### TASK STATEMENT
Leaving the pictures aside, transcribe the data below exactly.

### LISTED ENTRIES
[Start of section]

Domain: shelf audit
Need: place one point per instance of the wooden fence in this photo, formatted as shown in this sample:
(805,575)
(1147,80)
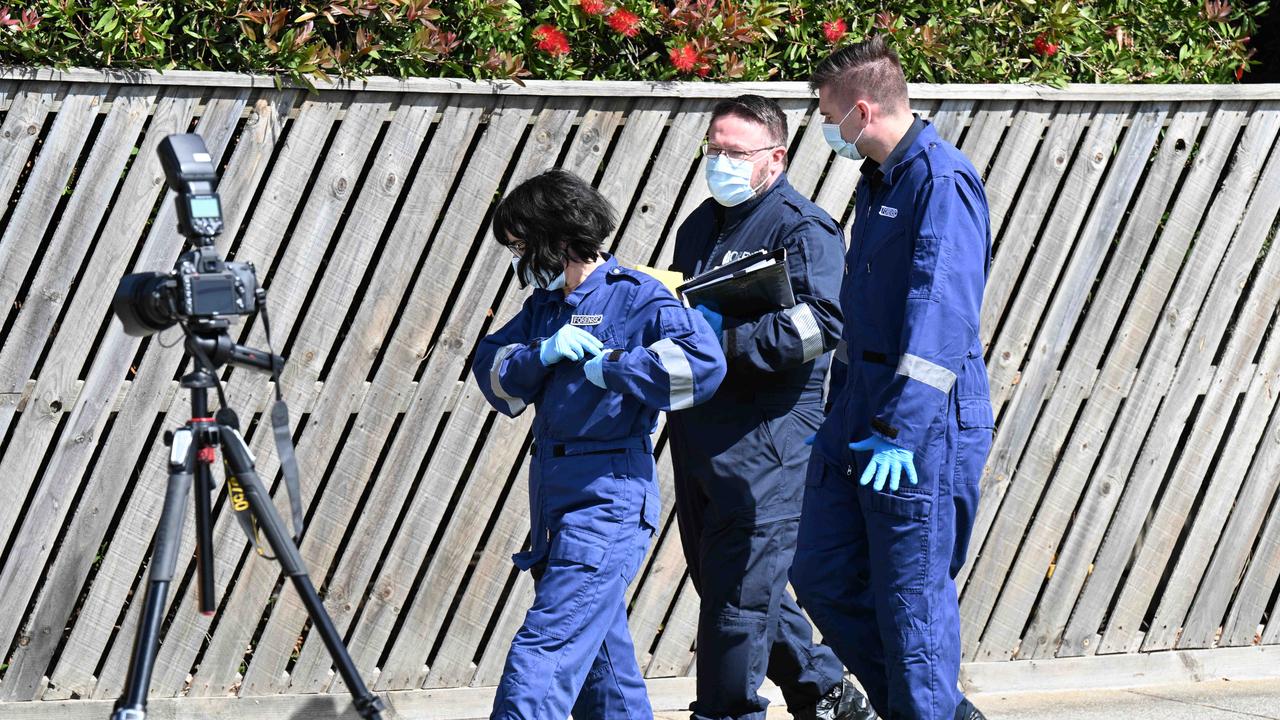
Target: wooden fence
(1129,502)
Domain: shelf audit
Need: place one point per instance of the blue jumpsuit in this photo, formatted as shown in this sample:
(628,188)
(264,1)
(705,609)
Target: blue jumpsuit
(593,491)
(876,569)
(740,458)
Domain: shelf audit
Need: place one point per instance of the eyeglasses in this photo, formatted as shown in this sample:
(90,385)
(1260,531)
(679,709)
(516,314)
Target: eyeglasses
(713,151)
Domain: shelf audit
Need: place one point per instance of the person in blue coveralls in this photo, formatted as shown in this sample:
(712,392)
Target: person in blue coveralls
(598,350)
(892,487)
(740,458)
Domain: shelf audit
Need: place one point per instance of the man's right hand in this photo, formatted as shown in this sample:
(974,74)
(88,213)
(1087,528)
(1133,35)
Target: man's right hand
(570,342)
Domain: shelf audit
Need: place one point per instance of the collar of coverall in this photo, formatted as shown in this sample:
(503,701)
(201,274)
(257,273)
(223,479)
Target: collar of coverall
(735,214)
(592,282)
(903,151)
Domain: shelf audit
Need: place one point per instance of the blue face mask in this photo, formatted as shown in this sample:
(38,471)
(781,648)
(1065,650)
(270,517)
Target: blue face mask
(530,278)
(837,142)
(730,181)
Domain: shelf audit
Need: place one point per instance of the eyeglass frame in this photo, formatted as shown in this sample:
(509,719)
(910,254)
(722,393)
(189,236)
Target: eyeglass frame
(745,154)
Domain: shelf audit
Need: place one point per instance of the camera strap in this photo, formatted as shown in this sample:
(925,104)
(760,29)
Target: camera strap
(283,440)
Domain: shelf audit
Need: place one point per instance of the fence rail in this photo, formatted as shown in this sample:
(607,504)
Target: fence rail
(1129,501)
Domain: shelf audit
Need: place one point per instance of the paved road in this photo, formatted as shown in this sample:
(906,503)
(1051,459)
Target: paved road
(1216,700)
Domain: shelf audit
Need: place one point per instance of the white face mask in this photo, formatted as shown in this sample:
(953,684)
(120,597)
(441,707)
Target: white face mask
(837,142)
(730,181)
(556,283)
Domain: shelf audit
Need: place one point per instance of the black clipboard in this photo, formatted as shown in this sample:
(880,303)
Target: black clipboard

[End of section]

### SOLUTION TO THE EXERCISE
Domain: shelf audit
Need: place one point per instance of the wooden fence in this photo, formatted as shown in this sample:
(805,575)
(1147,80)
Target: wooden fence
(1129,502)
Domain: shelf audit
Need: place one point per instance of the blue jumpsuit in this photo, formatted as shown in this sample:
(628,188)
(264,1)
(705,609)
Target: blue jumpsuit
(593,491)
(876,569)
(740,458)
Domain: shelf audit
Need: place one point per instance of the eyeglasses in this photo, formatted as shown in this sample:
(90,385)
(1260,531)
(679,709)
(516,314)
Target: eyeglasses
(713,151)
Domain: shelf audit
Need: place one point per instance of the person in blue coveralls in this photo, formatted as shown in this sample:
(712,392)
Target: person in blue coveralls
(598,350)
(892,487)
(740,458)
Domain: shelf audit
Need: place one point per instance of the man's right hand in this photo, formatted as shown in this sample:
(974,74)
(88,213)
(1087,528)
(1133,35)
Target: man's right hand
(570,342)
Domain: shelf audit
Need: place one point per instance of the collar of coverall in this photo, formatted as shown in this sample:
(503,701)
(201,274)
(257,273)
(223,479)
Target: collar of coverall
(735,214)
(592,282)
(903,151)
Domain: shelf audit
Need: place one point per instance of the blue face mask in this photo, formatted as shown in this sample:
(38,471)
(781,648)
(1065,650)
(270,517)
Target: blue face mask
(530,278)
(837,142)
(730,181)
Domain: shelf audit
Need: place one point per instance of the eyeglass frame in this photo, formatted as shown in this sample:
(509,719)
(910,254)
(722,393)
(189,236)
Target: eyeglass frame
(745,154)
Domain: shelf audit
Need: place one point per instance of the camera strap in this photo, formatted as shown in this sample:
(925,104)
(760,29)
Target: camera strap
(283,440)
Domain: shelf audit
Need: place one point per instance of the fence rail in this photo, formatted as shown in this sample:
(607,504)
Target: fence rail
(1129,501)
Domain: shelf audit
Need: place one point per instance of the paved road in this photo, formatted as shown in this sample:
(906,503)
(1051,459)
Target: paved road
(1216,700)
Domain: shelf audit
Need: place one point per instance of the white face mask in this photo, formatted as shown in this sample:
(953,684)
(120,597)
(441,707)
Target: white face mask
(837,142)
(730,181)
(556,283)
Domain: shelf audit
Need: place one point per instance of the black clipboard in this photo, formatted as shown in this sample:
(880,303)
Target: black clipboard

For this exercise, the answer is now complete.